- WHAT IS REQUIRED:
Count the lines in the records below that contain the word "person". Reply with the number only.
**** PROVIDED DATA ****
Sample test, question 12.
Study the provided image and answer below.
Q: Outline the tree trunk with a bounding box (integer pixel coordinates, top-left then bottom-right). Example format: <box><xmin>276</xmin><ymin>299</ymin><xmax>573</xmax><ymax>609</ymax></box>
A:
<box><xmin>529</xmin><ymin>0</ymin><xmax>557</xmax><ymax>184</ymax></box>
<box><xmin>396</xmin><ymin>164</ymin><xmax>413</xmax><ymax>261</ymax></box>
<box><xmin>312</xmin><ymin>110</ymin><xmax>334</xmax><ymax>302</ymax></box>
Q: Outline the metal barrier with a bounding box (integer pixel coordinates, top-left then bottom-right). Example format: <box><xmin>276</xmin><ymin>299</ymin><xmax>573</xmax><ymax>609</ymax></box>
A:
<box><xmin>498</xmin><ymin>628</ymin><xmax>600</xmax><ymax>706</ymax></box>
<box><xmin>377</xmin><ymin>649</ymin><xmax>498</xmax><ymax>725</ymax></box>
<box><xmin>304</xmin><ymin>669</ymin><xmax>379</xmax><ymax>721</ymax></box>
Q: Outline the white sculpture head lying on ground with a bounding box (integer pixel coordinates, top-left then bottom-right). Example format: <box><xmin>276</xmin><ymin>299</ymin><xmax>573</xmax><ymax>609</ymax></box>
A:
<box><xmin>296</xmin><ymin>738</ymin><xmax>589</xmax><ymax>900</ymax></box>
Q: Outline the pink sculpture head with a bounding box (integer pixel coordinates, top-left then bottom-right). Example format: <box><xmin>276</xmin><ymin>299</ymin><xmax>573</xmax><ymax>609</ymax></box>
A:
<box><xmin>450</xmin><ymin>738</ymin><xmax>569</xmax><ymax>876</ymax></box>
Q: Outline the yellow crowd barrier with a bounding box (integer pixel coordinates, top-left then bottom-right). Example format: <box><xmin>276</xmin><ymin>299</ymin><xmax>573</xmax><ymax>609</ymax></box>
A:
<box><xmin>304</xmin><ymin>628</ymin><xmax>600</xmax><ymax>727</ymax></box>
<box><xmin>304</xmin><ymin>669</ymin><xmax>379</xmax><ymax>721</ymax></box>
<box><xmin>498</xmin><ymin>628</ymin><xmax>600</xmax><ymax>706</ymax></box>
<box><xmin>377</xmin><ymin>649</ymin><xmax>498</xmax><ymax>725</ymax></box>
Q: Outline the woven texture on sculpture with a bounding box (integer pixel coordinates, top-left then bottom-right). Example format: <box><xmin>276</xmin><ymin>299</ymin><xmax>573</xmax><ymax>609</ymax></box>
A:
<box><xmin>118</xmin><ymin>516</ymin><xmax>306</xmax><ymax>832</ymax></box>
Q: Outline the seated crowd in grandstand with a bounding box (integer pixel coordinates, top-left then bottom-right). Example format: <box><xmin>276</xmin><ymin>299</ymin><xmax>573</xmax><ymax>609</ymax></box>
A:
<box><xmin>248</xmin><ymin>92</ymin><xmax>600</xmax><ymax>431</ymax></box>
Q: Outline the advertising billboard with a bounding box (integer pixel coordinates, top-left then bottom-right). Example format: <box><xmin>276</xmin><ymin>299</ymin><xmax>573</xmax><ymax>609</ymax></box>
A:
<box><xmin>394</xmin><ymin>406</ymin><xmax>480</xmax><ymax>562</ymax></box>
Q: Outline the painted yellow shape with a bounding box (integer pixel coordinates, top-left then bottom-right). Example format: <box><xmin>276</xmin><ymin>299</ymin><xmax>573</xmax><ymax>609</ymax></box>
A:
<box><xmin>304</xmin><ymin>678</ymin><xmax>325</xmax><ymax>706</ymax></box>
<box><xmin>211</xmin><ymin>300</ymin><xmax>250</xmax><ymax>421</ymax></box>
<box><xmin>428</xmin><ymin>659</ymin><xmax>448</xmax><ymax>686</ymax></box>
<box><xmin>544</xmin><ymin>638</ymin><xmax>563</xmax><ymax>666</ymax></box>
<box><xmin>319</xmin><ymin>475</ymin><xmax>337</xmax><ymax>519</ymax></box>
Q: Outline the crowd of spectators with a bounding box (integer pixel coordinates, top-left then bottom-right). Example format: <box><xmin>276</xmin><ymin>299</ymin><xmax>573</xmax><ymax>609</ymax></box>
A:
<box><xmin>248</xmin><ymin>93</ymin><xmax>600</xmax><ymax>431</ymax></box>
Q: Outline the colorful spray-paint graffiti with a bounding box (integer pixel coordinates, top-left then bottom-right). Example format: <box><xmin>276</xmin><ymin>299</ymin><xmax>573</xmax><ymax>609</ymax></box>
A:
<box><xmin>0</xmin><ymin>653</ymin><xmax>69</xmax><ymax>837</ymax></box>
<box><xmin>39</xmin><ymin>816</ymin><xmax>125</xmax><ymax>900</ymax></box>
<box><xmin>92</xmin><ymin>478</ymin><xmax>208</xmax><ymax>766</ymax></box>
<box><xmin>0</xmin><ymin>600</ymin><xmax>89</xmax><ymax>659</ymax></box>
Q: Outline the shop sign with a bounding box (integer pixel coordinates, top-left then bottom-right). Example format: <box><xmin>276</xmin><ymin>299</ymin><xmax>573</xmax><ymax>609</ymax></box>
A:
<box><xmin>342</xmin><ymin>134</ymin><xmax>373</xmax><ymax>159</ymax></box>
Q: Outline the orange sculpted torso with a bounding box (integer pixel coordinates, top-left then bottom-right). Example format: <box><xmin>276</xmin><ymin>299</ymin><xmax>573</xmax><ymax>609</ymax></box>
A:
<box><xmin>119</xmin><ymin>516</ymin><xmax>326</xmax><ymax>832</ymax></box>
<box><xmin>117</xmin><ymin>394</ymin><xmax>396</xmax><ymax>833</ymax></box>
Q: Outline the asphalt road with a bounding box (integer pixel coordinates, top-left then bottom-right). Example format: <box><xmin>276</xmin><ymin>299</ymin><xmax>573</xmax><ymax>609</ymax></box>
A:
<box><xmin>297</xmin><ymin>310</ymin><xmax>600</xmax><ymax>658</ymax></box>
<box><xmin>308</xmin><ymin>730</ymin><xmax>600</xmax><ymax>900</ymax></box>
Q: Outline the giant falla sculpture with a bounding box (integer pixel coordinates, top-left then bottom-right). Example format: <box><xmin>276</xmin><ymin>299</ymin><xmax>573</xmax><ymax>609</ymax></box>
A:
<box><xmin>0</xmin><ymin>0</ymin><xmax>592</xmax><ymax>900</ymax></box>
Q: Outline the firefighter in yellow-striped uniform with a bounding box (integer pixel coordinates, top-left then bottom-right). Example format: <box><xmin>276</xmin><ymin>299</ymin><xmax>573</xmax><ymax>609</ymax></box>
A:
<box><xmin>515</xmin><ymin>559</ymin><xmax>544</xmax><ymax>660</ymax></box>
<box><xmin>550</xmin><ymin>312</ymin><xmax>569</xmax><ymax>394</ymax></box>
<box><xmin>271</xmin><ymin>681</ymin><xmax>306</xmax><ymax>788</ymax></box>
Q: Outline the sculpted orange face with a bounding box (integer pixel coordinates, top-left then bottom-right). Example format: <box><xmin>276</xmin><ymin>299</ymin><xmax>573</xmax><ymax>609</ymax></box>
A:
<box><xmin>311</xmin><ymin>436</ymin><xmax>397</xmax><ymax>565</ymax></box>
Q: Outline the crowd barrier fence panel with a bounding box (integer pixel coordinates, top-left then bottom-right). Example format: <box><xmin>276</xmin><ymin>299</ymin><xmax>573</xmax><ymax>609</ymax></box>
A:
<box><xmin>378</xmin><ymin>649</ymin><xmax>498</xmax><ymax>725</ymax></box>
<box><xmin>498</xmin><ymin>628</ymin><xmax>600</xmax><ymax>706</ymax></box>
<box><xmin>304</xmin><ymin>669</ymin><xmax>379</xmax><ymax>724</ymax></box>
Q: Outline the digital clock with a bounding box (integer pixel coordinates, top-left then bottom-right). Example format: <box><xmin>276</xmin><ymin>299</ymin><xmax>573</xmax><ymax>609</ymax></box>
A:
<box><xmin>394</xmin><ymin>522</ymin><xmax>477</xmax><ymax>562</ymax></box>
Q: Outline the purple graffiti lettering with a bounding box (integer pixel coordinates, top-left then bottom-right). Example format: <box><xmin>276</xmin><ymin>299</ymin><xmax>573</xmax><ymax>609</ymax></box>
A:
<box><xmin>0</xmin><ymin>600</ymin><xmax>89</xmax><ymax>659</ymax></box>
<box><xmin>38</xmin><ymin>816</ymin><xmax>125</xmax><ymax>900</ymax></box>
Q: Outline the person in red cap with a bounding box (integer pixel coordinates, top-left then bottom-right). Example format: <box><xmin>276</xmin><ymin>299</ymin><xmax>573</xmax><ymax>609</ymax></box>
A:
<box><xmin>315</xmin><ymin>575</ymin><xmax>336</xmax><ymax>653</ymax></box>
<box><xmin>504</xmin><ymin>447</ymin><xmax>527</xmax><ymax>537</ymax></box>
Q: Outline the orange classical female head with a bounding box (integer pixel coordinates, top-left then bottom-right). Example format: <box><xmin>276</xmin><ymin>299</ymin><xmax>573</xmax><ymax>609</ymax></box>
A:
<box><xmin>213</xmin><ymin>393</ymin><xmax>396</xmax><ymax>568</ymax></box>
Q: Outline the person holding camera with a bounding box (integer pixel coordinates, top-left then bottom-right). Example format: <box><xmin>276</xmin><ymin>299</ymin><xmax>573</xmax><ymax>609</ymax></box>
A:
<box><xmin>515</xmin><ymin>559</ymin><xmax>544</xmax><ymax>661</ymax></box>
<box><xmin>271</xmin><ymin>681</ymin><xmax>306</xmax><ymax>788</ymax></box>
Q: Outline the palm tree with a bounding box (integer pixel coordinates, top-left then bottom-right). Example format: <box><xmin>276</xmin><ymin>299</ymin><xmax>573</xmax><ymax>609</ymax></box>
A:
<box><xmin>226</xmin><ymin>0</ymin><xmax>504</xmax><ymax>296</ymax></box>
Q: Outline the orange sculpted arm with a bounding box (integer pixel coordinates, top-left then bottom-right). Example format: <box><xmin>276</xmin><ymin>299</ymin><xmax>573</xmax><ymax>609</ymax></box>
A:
****
- WRITTEN ANSWER:
2